===== PROVIDED TEXT =====

5. Discussion of How to Approach the Shichman-Hodges Theory
The equations for the Shichman-Hodges theory equations basically have a line multiplied by an inverted parabola in Linear Region and just a Line in the Saturation Region. Further, in the Linear Region, the equations themselves guarantee that at $0 Volts$ there is a flow of $0 Amps$ for $I_{SD}$ in the transistor. Also, the first data point of $V_{DS}=1^{Volt}$ has defined current. It is very important that the fit goes through this data point.
If there is any kind of arrangement of the inverted parabola with its maximum at $V_{DS}$=$V_{DS\text{ }SAT}$ times a line that satisfies the above requirements, then that can be translated into the parameters of Shichman-Hodges theory.
One thought that I have is that the overall minimization of the least square sum throughout both the Linear and Saturation Regions can be approached as follows.
In the linear region, let:
$$ I_{SD}=α V_{SD} \left(2*V_{SD\text{ }SAT}-V_{SD}\right) \left(1+λ*(V_{SD}-V_{DS\text{ }1})\right) \tag{5.1}$$
Because of the offset $\left(V_{SD}-V_{DS\text{ }1}\right)$, at the first data point $V_{DS\text{ }1}$ the Equation can be simplified there:
$$ I_{SD\text{ }1}=α V_{SD\text{ }1} \left(2*V_{SD\text{ }SAT}-V_{SD\text{ }1} \right) \tag{5.2}$$
Then the fit can be varied for values of $V_{SD\text{ }SAT}$.

===== RECORDED INFORMATION =====

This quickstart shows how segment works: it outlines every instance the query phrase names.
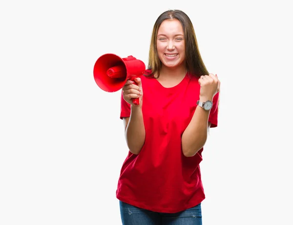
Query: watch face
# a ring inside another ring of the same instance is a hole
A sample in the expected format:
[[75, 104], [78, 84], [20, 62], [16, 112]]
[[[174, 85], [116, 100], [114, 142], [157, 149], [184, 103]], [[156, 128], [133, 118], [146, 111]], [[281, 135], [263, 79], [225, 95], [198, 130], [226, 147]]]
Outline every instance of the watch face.
[[212, 103], [210, 101], [207, 101], [205, 103], [205, 105], [204, 105], [204, 108], [206, 110], [209, 110], [211, 109], [211, 106], [212, 105]]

=====

### GOAL
Copy everything in the Shichman-Hodges passage from "If there is" down to "of Shichman-Hodges theory.". Rely only on the Shichman-Hodges passage.

### REPLY
If there is any kind of arrangement of the inverted parabola with its maximum at $V_{DS}$=$V_{DS\text{ }SAT}$ times a line that satisfies the above requirements, then that can be translated into the parameters of Shichman-Hodges theory.